[[ Provided text, beginning ]]

In 1981, her niece Sally and some other high school kids were driving on frozen Mistik Lake and it went through the ice. Sally was the only survivor.
In 2000, Sally runs off with an icelandic filmmaker, and her oldest daughter Odella has to pick up the pieces. The secrets and lost loves of the past reverberate through the story, but this is really Odella’s story - as she falls apart, picks herself up, falls in love.
As I was reading this one, I kept thinking back to the cover of the other Brooks novel I’ve read, True Confessions of a Heartless Girl. The girl on the cover has such character - plain and fierce and unapologetic. Odella is very different from Noreen, but there’s something reminiscent in the fierce and plain tone of the story. The characters are beautifully, subtly delineated; I especially liked how even though Odella’s sisters are relatively minor characters, they definitely feel eight years old and thirteen years old, not like generic children. It’s the kind of book where relatively little happens, but what does happen slowly builds in meaning and associations over the course of the story.
Yet I was a little disappointed by the denouement - for all that it had been building up to Something Big, it didn’t feel to me as if all the ends got tied up as they should be.
I did love all the little details of life, a life that is firmly situated in Winnipeg and in the tiny lake town of Mistik Lake. Like making macaroni and cheese from the box, with the powdered cheese, but you have to use real butter and 2% milk (not skim!).

[[ Provided text, end ]]
[[ Data section, beginning ]]

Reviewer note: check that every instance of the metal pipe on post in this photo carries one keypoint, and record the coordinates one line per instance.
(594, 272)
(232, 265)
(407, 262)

[[ Data section, end ]]

- [What to do]:
(A) According to the book review, where is the life depicted in the story firmly situated?
(B) Quote everything in the book review from "As I was reading" down to "course of the story.".
The data is separate material, unconnected to the book review.

- [Exercise responses]:
(A) In Winnipeg and in the tiny lake town of Mistik Lake.

(B)
As I was reading this one, I kept thinking back to the cover of the other Brooks novel I’ve read, True Confessions of a Heartless Girl. The girl on the cover has such character - plain and fierce and unapologetic. Odella is very different from Noreen, but there’s something reminiscent in the fierce and plain tone of the story. The characters are beautifully, subtly delineated; I especially liked how even though Odella’s sisters are relatively minor characters, they definitely feel eight years old and thirteen years old, not like generic children. It’s the kind of book where relatively little happens, but what does happen slowly builds in meaning and associations over the course of the story.